### EXERCISE AIM
Gather every line in the data below that contains the word "tulip".

### SUPPLIED MATERIAL
* * *
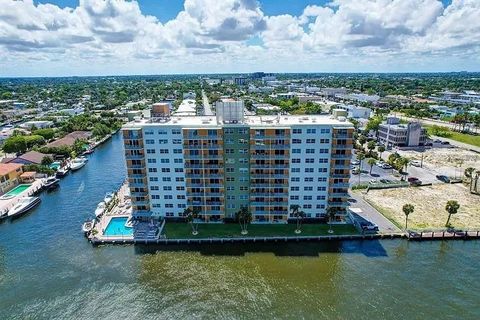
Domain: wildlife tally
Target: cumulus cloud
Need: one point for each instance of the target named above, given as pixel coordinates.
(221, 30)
* * *
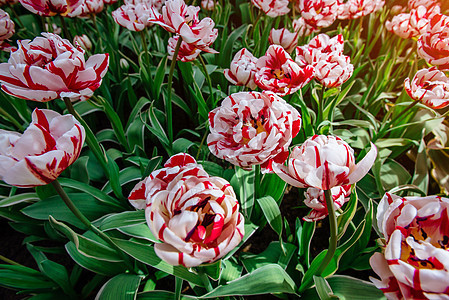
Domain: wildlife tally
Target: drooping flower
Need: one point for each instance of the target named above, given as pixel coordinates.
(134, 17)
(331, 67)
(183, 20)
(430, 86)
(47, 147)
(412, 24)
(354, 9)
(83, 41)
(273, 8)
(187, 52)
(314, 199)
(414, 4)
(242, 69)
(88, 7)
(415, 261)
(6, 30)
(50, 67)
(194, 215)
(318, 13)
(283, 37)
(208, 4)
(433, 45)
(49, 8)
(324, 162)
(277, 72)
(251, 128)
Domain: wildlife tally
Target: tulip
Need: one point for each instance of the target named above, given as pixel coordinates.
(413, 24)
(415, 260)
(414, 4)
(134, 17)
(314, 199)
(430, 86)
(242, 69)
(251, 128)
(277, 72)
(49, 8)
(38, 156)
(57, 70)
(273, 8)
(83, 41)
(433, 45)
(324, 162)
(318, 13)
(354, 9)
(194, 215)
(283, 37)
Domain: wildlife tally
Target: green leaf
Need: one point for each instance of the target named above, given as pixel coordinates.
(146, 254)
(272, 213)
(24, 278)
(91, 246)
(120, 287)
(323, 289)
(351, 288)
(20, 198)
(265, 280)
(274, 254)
* * *
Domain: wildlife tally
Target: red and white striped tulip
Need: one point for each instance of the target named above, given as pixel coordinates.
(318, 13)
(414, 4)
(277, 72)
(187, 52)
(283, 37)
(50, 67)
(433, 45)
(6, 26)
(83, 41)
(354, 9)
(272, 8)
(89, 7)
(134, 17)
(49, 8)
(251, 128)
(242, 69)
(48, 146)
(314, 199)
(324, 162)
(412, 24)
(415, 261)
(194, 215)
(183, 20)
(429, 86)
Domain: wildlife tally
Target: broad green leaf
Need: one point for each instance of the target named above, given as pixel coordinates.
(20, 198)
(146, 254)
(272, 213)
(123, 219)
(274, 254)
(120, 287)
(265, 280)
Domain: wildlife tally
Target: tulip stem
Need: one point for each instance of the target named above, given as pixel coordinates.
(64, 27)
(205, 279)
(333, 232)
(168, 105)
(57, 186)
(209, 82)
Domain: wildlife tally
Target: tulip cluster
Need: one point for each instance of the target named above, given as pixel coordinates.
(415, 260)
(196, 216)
* * *
### FULL OUTPUT
Target: tulip
Target: red and white striped tulip
Target: tulip stem
Target: tulip cluster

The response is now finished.